## Explore the material
1. Please read the laurels and darts column and decide whether each statement agrees with it: (a) the teen hung from a pipe for seven minutes; (b) the EU ban on BPA-coated receipts takes effect in March 2020; (c) five officers were suspended. For each, answer yes or no and quote the deciding words.
2. According to the laurels and darts column, how many trees do paper receipts consume each year?

## Provided passage
»»

LAURELS & DARTS- Opinion from the Editors: Wednesday, November 27

DART to the four Rikers Island CORRECTION OFFICERS who allegedly stood by as a teenaged inmate attempted suicide last week. According to a New York Times report, 18-year-old Nicholas Feliciano tried to hang himself on Thanksgiving in full view of a guard desk and several cameras. Video footage reportedly shows officers watching as the teen hung from a pipe for seven minutes, at one point trying to reverse his decision by stepping back onto a partition, as the officers failed to intervene. One officer is allegedly shown opening the door to the pen where Feliciano was hanging, closing the door and walking away. The teen is now at a nearby hospital in a medically-induced coma with no brain activity. The four officers have been suspended as the Department of Investigation conducts an inquiry. At least 372 people have died in Department of Correction custody since 2001, the Queens Eagle reported in October. 

LAUREL to the CITY COUNCIL MEMBERS who proposed a package of laws to do away with paper receipts, which not only consume roughly 3 million trees each year, but are also typically coated with BPA or BPS, chemicals linked to hormone disruption, cancer and brain damage in humans. Under the new law, merchants would be required to offer customers email receipts or those not coated with the chemical. In Europe, the EU has already passed laws banning BPA-coated receipts by 2020. “Buying a candy bar shouldn’t require a 4-foot receipt, yet many retailers burn through unnecessary amounts of paper while exposing New Yorkers to harmful toxins,” said Councilmember Costa Constantinides in a statement. New York State recently passed another piece of environmentally-friendly retail legislation banning plastic bags from most shops. That law takes effect in March 2020.

««

## Dataset excerpts

»»

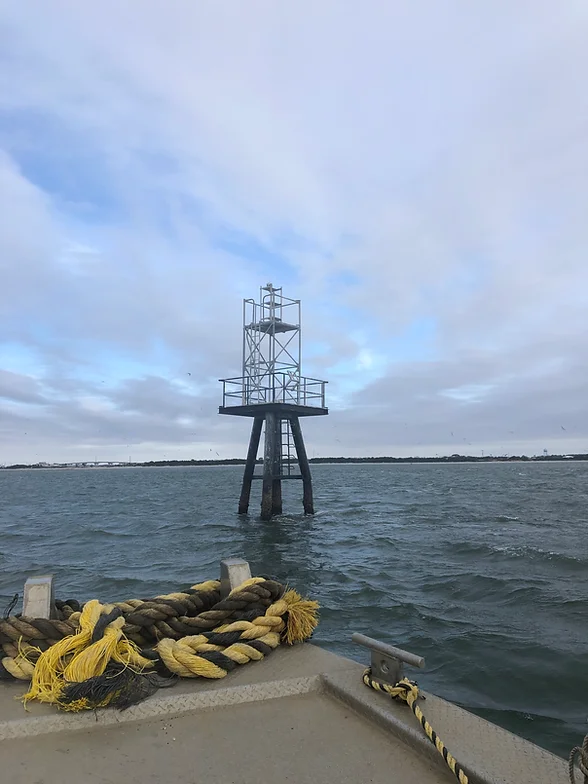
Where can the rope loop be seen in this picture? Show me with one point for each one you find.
(408, 691)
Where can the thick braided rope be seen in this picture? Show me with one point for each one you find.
(214, 654)
(408, 692)
(147, 615)
(579, 755)
(22, 640)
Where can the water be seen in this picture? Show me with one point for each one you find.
(481, 568)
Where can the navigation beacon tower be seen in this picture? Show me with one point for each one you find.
(271, 390)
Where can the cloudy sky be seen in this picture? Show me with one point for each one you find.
(416, 172)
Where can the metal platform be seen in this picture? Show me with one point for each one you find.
(283, 410)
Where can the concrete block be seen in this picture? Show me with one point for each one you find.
(39, 597)
(234, 571)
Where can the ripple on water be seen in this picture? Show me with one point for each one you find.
(480, 568)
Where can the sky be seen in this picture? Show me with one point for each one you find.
(415, 172)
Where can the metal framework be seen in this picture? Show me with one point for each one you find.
(273, 392)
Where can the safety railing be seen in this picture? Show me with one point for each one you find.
(276, 388)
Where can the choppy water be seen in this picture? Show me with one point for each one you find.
(481, 568)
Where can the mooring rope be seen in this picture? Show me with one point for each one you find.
(579, 756)
(408, 692)
(89, 660)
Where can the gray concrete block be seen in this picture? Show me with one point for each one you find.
(234, 571)
(39, 597)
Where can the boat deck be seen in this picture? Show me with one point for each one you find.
(302, 715)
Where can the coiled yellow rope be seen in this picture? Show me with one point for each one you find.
(99, 666)
(408, 691)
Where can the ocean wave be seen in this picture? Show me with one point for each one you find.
(522, 551)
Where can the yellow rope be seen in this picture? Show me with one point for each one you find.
(99, 645)
(408, 691)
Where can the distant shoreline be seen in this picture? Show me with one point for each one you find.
(314, 460)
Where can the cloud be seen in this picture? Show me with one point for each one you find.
(415, 174)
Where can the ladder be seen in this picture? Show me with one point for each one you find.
(289, 458)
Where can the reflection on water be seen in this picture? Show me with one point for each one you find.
(482, 569)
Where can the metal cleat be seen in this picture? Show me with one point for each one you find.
(387, 661)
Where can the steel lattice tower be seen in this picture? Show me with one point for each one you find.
(272, 390)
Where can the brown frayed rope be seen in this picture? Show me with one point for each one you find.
(147, 621)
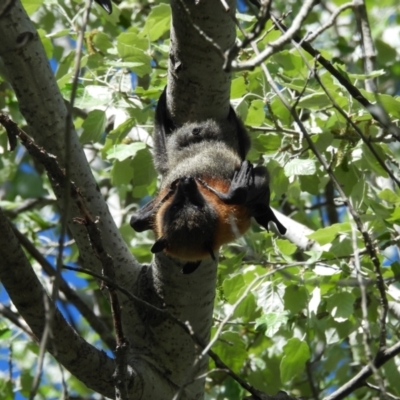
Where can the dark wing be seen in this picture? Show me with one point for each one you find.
(162, 129)
(250, 187)
(238, 191)
(106, 4)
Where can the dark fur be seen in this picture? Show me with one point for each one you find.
(195, 154)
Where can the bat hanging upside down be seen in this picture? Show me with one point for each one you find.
(209, 192)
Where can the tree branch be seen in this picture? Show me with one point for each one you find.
(358, 380)
(93, 367)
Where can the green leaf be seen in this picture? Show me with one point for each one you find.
(127, 45)
(238, 88)
(294, 361)
(117, 134)
(270, 298)
(267, 143)
(389, 196)
(93, 127)
(271, 323)
(89, 96)
(231, 348)
(390, 104)
(300, 167)
(285, 247)
(296, 298)
(314, 101)
(143, 168)
(328, 234)
(395, 215)
(46, 42)
(340, 305)
(233, 287)
(122, 172)
(102, 42)
(31, 5)
(310, 184)
(122, 151)
(372, 75)
(255, 115)
(158, 22)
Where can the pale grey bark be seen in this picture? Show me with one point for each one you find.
(90, 365)
(201, 31)
(163, 358)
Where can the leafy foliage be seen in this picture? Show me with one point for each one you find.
(293, 318)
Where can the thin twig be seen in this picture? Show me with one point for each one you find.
(94, 321)
(6, 312)
(275, 46)
(367, 44)
(376, 110)
(386, 394)
(330, 21)
(58, 176)
(360, 226)
(364, 309)
(359, 379)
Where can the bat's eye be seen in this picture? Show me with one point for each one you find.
(196, 131)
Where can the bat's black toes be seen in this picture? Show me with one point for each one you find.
(106, 4)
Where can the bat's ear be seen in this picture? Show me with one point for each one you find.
(269, 216)
(190, 267)
(242, 135)
(106, 4)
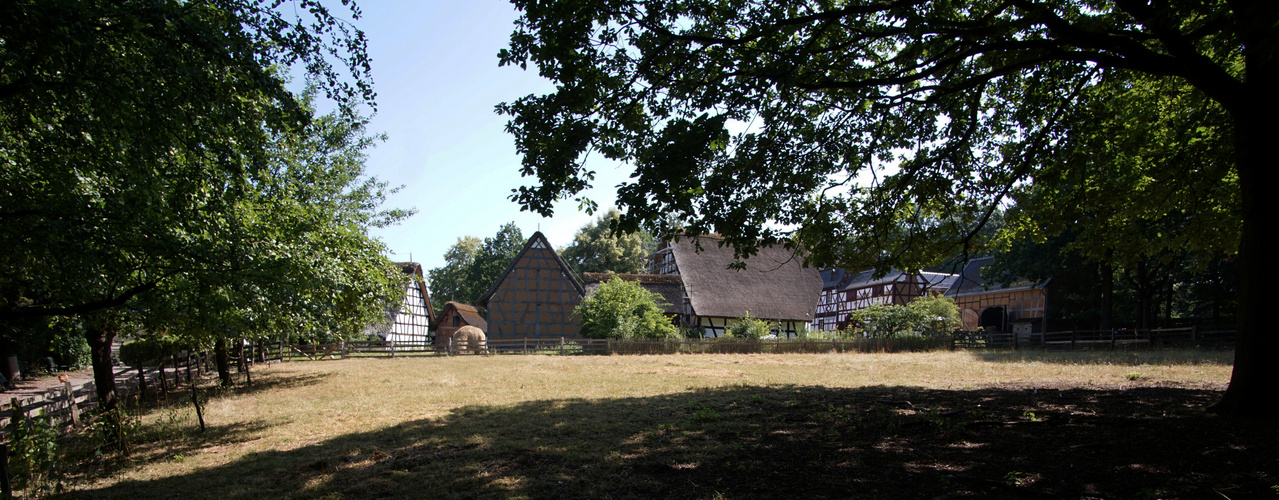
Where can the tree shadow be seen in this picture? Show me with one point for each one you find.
(775, 441)
(1109, 357)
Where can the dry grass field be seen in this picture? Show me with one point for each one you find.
(941, 423)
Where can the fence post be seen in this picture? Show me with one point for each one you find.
(70, 402)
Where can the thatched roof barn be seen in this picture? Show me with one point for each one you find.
(993, 304)
(669, 287)
(454, 316)
(409, 319)
(774, 285)
(535, 297)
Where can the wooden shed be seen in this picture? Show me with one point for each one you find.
(454, 316)
(774, 285)
(535, 297)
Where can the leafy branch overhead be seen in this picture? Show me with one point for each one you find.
(888, 133)
(802, 120)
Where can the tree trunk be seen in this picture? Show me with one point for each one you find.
(224, 362)
(100, 338)
(1256, 375)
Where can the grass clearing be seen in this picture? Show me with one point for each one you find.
(638, 426)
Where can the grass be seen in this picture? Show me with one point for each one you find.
(535, 426)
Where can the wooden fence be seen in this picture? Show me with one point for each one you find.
(1100, 339)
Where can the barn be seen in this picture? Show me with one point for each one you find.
(535, 297)
(998, 306)
(408, 320)
(774, 285)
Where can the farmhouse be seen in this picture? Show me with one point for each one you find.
(454, 316)
(844, 292)
(993, 304)
(535, 297)
(773, 287)
(409, 319)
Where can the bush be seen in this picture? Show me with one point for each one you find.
(750, 328)
(623, 310)
(924, 316)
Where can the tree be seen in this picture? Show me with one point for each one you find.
(449, 283)
(472, 266)
(134, 133)
(623, 310)
(600, 247)
(963, 101)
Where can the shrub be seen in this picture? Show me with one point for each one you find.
(750, 328)
(623, 310)
(924, 316)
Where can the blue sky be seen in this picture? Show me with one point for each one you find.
(435, 70)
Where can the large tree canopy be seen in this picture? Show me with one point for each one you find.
(886, 132)
(599, 248)
(152, 163)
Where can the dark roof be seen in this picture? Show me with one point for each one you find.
(773, 285)
(934, 280)
(970, 281)
(669, 287)
(833, 278)
(536, 241)
(468, 312)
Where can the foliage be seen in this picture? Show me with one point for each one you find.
(623, 310)
(472, 266)
(939, 313)
(149, 351)
(449, 283)
(35, 457)
(934, 316)
(114, 430)
(603, 247)
(888, 133)
(750, 328)
(129, 127)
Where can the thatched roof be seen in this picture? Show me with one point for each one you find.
(669, 287)
(470, 313)
(970, 281)
(773, 285)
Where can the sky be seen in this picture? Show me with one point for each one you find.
(435, 70)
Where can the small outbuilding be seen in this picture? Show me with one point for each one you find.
(454, 316)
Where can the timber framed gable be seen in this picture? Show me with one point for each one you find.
(536, 297)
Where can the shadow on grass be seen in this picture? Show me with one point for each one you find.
(775, 441)
(1109, 357)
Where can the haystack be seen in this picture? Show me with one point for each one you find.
(470, 339)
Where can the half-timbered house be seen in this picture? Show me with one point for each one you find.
(774, 285)
(408, 320)
(844, 293)
(995, 304)
(535, 297)
(454, 316)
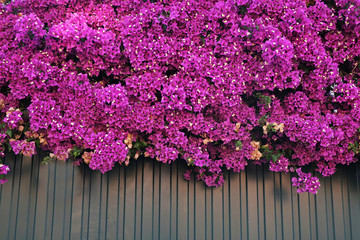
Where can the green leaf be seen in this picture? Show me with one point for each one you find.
(238, 144)
(9, 132)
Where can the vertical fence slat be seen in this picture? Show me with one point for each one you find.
(150, 200)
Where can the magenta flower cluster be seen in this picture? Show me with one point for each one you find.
(218, 84)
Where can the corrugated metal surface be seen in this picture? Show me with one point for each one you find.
(149, 200)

««

## Exercise results
1.
(a) Yes: "the teen hung from a pipe for seven minutes"
(b) No: "the EU has already passed laws banning BPA-coated receipts by 2020"
(c) No: "The four officers have been suspended"

2. Roughly 3 million trees each year.